Copy the records from their first line through the line containing "Target: green seed pod", inclusive, changing "keypoint" to "marker" and keeping everything else the same. Leave the picture out of your copy.

─── Given data

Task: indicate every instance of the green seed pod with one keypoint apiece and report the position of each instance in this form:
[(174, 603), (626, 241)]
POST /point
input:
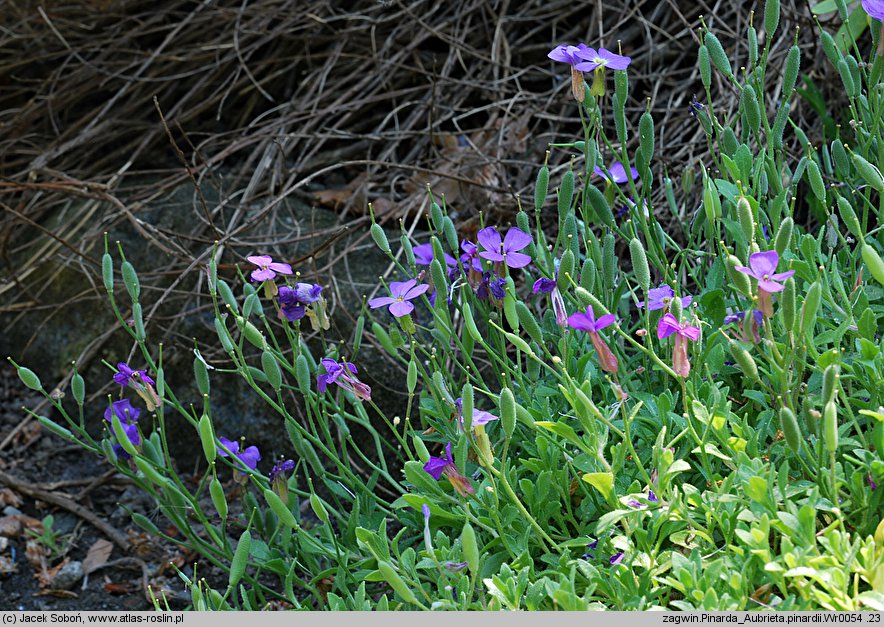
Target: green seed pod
[(815, 178), (749, 105), (848, 215), (830, 383), (790, 71), (201, 374), (240, 559), (873, 262), (396, 582), (227, 295), (207, 438), (640, 263), (609, 261), (587, 274), (869, 172), (302, 373), (736, 278), (789, 425), (744, 360), (470, 323), (107, 272), (566, 195), (422, 453), (529, 322), (251, 333), (830, 427), (566, 269), (809, 308), (784, 235), (436, 215), (78, 388), (271, 370), (219, 500), (470, 546), (29, 378), (541, 188), (705, 67), (646, 135), (771, 17), (280, 509), (318, 508), (507, 411), (380, 238), (747, 220), (440, 284), (130, 280), (779, 126), (788, 305), (717, 54), (145, 523), (599, 205)]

──────

[Output]:
Task: indicate every instance of the green seed pod with one marker apiece and report the position of each instance in this form:
[(174, 603), (626, 241)]
POST /point
input:
Target: green seed pod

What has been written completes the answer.